→ WHAT IS NEEDED
Omit the pictures and return every entry exactly as written.

→ ITEMS
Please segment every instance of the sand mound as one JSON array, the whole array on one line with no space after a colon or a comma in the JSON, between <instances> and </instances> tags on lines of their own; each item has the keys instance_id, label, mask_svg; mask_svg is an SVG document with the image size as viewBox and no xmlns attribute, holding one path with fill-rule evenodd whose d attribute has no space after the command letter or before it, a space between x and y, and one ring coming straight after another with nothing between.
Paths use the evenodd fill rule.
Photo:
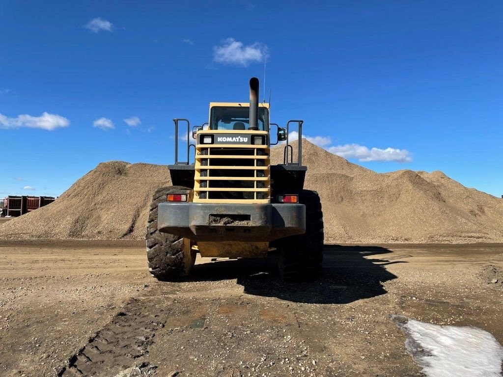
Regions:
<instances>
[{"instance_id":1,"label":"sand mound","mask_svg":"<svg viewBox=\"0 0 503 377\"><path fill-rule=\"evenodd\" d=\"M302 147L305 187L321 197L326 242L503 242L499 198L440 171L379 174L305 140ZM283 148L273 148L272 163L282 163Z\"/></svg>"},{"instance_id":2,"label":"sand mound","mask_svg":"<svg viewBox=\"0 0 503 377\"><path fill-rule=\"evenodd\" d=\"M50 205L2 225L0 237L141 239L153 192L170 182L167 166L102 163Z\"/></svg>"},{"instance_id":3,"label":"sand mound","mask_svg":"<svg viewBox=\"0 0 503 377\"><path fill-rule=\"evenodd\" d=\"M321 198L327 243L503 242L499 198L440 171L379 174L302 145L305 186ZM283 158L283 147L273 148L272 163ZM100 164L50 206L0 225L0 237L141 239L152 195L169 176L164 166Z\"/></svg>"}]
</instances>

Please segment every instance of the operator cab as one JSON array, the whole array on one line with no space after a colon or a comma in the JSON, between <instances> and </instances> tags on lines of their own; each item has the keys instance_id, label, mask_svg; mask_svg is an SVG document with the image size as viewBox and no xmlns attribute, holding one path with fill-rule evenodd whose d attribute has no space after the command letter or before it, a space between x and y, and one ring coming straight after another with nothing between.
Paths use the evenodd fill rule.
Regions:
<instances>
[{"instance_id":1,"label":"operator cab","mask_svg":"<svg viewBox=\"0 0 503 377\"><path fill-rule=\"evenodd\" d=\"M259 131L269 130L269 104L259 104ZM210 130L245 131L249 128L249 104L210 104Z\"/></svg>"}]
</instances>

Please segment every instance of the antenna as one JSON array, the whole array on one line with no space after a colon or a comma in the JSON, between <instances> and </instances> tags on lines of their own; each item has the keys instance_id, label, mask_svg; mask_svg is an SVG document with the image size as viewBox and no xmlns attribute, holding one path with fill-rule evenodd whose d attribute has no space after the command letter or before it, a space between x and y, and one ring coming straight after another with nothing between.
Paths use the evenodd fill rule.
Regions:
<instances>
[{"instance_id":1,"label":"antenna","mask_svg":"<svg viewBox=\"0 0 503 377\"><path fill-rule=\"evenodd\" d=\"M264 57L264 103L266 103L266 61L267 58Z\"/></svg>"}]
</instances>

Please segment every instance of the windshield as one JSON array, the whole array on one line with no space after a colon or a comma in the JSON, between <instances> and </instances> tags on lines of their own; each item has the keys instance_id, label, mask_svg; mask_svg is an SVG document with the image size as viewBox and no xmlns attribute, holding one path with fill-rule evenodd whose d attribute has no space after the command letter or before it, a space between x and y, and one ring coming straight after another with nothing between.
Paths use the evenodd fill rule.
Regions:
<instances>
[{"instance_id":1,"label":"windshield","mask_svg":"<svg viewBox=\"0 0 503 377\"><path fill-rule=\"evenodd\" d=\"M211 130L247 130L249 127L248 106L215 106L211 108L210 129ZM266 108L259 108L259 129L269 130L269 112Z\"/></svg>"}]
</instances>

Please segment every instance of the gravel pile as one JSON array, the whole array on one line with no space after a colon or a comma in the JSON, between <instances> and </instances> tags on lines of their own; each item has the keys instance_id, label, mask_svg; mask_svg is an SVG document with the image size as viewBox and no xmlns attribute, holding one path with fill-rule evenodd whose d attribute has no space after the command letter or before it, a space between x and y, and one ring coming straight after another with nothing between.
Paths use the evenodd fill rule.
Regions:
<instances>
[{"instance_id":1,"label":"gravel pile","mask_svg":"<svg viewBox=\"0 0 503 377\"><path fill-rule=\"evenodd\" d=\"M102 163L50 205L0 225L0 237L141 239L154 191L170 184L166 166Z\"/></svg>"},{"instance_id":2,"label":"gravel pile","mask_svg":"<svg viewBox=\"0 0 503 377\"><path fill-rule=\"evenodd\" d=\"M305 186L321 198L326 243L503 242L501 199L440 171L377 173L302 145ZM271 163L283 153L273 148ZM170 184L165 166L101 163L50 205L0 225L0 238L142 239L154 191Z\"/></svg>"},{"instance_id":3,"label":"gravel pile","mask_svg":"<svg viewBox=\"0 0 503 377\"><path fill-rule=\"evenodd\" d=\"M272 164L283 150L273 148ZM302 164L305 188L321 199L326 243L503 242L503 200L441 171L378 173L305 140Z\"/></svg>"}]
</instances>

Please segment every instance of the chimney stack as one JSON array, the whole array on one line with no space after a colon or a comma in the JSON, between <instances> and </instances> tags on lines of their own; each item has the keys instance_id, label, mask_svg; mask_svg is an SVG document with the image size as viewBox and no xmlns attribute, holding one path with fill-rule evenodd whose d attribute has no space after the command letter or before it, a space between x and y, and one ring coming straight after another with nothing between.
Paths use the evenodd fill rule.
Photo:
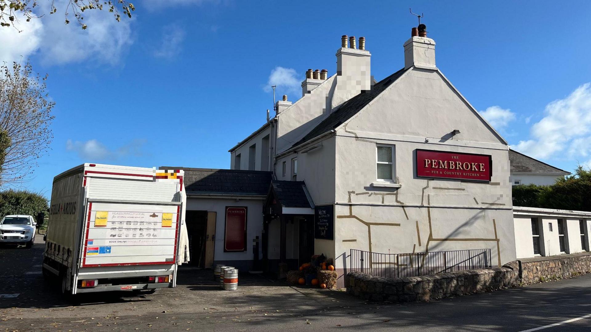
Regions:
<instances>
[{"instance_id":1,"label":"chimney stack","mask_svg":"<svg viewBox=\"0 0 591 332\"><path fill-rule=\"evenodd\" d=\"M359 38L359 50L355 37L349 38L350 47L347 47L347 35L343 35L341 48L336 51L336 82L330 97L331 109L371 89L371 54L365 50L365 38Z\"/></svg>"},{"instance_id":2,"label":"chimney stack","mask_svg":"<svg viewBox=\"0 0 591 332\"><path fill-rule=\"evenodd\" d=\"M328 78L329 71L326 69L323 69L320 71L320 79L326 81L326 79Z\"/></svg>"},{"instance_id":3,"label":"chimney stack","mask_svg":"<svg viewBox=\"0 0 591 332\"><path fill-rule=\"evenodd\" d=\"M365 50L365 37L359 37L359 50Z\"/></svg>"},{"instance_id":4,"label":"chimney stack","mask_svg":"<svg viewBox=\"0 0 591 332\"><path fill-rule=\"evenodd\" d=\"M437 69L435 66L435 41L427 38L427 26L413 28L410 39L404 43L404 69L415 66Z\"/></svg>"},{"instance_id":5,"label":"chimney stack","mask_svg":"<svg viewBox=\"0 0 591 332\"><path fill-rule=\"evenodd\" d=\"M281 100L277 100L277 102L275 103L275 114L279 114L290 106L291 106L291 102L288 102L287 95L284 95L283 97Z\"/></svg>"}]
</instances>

→ RESPONSE
Please segment every instance of the sand mound as one JSON array, the whole array on one line with no space after a colon or a comma in the JSON, between <instances> and </instances> tags on lines of their own; each item has the keys instance_id, label, mask_svg; mask_svg is an SVG document with the image size as viewBox and no xmlns attribute, holding one path with fill-rule evenodd whose d attribute has no space after the command letter or before it, a space between x and y, and one ring coming straight after another with nothing between.
Paths use the evenodd fill rule.
Photo:
Regions:
<instances>
[{"instance_id":1,"label":"sand mound","mask_svg":"<svg viewBox=\"0 0 503 377\"><path fill-rule=\"evenodd\" d=\"M302 147L305 187L321 197L326 242L503 242L499 198L440 171L379 174L305 140ZM283 148L273 148L272 163L282 163Z\"/></svg>"},{"instance_id":2,"label":"sand mound","mask_svg":"<svg viewBox=\"0 0 503 377\"><path fill-rule=\"evenodd\" d=\"M50 205L2 225L0 237L141 239L153 192L170 182L167 166L102 163Z\"/></svg>"},{"instance_id":3,"label":"sand mound","mask_svg":"<svg viewBox=\"0 0 503 377\"><path fill-rule=\"evenodd\" d=\"M321 198L327 243L503 242L499 198L440 171L379 174L302 145L305 186ZM283 158L283 147L273 148L272 163ZM100 164L50 206L0 225L0 237L141 239L152 195L169 176L164 166Z\"/></svg>"}]
</instances>

Please segment every instance of the operator cab as one JSON array, the whole array on one line with no space after a colon or a comma in the JSON, between <instances> and </instances> tags on lines of their own; each item has the keys instance_id, label, mask_svg; mask_svg is an SVG document with the image size as viewBox and no xmlns attribute, holding one path with fill-rule evenodd whose d attribute has no space after the command letter or before it, a space between x and y, and one ring coming straight after another with nothing between.
Paths use the evenodd fill rule.
Regions:
<instances>
[{"instance_id":1,"label":"operator cab","mask_svg":"<svg viewBox=\"0 0 503 377\"><path fill-rule=\"evenodd\" d=\"M259 131L269 130L269 104L259 104ZM210 130L245 131L249 128L249 104L210 104Z\"/></svg>"}]
</instances>

Please segment every instance of the antenna as one JSON array, the whole array on one line with no space after a colon or a comma in the JSON, between <instances> and </instances> tags on lines of their own; each item has the keys instance_id, label, mask_svg; mask_svg is an SVG document with the image size as viewBox and no xmlns attribute, holding one path with fill-rule evenodd whose d attribute has no space after the command letter or before it, a space between x and y, and one ring coming straight after another with nothing between.
Paths use the evenodd fill rule.
Regions:
<instances>
[{"instance_id":1,"label":"antenna","mask_svg":"<svg viewBox=\"0 0 503 377\"><path fill-rule=\"evenodd\" d=\"M264 57L264 103L266 103L266 61L267 58Z\"/></svg>"}]
</instances>

Please segment every instance of the windshield as one JSON array, the whole array on one line with no space after a colon or a comma in the JSON, between <instances> and </instances> tags on lines of their own; each item has the keys instance_id, label, mask_svg; mask_svg is an SVG document with the image size as viewBox and no xmlns attribute, holding one path with fill-rule evenodd whose d attribute has no space after the command letter or before it, a space between x and y, and one ring coming straight after another with nothing between.
Paths use the evenodd fill rule.
Regions:
<instances>
[{"instance_id":1,"label":"windshield","mask_svg":"<svg viewBox=\"0 0 503 377\"><path fill-rule=\"evenodd\" d=\"M211 130L247 130L249 127L248 106L215 106L211 108L210 129ZM266 108L259 108L259 129L269 130L269 112Z\"/></svg>"}]
</instances>

Please segment every instance of the gravel pile as one JSON array, the whole array on one line with no space after a colon or a comma in the JSON, between <instances> and </instances> tags on lines of their own; each item has the keys instance_id, label, mask_svg; mask_svg is an SVG document with the image size as viewBox and no xmlns attribute, holding one path with fill-rule evenodd whose d attribute has no space after the command letter or before it, a space between x and y, and one ring coming straight after another with nothing between.
Paths use the evenodd fill rule.
Regions:
<instances>
[{"instance_id":1,"label":"gravel pile","mask_svg":"<svg viewBox=\"0 0 503 377\"><path fill-rule=\"evenodd\" d=\"M102 163L50 205L0 225L0 237L141 239L154 191L170 184L166 166Z\"/></svg>"},{"instance_id":2,"label":"gravel pile","mask_svg":"<svg viewBox=\"0 0 503 377\"><path fill-rule=\"evenodd\" d=\"M305 186L321 198L326 243L503 242L501 199L440 171L377 173L302 145ZM271 163L283 153L273 148ZM170 184L165 166L101 163L50 205L0 225L0 238L142 239L154 191Z\"/></svg>"},{"instance_id":3,"label":"gravel pile","mask_svg":"<svg viewBox=\"0 0 503 377\"><path fill-rule=\"evenodd\" d=\"M272 164L283 150L273 148ZM302 164L305 188L321 199L326 243L503 242L503 200L441 171L378 173L305 140Z\"/></svg>"}]
</instances>

Please segment every instance of the chimney stack as one JSON array, the whole array on one line with no space after a colon or a comma in the JSON, between <instances> and </instances> tags on lines of their own; each item has the keys instance_id, label, mask_svg; mask_svg is an SVG document with the image size as viewBox and no xmlns attribute, holding one path with fill-rule evenodd whose d attribute has no space after the command letter or before it, a space between x and y, and one ring coming straight after another with nothing between.
Paths use the evenodd fill rule.
Photo:
Regions:
<instances>
[{"instance_id":1,"label":"chimney stack","mask_svg":"<svg viewBox=\"0 0 591 332\"><path fill-rule=\"evenodd\" d=\"M359 38L359 50L355 37L349 38L350 47L347 47L347 35L343 35L341 48L336 51L336 82L330 97L331 109L371 89L371 54L365 50L365 38Z\"/></svg>"},{"instance_id":2,"label":"chimney stack","mask_svg":"<svg viewBox=\"0 0 591 332\"><path fill-rule=\"evenodd\" d=\"M328 78L329 71L326 69L323 69L320 71L320 79L326 81L326 79Z\"/></svg>"},{"instance_id":3,"label":"chimney stack","mask_svg":"<svg viewBox=\"0 0 591 332\"><path fill-rule=\"evenodd\" d=\"M365 50L365 37L359 37L359 50Z\"/></svg>"},{"instance_id":4,"label":"chimney stack","mask_svg":"<svg viewBox=\"0 0 591 332\"><path fill-rule=\"evenodd\" d=\"M437 69L435 66L435 41L427 38L427 26L413 28L410 39L404 43L404 69L415 66Z\"/></svg>"},{"instance_id":5,"label":"chimney stack","mask_svg":"<svg viewBox=\"0 0 591 332\"><path fill-rule=\"evenodd\" d=\"M281 100L277 100L277 102L275 103L275 114L279 114L290 106L291 106L291 102L288 102L287 95L284 95L283 97Z\"/></svg>"}]
</instances>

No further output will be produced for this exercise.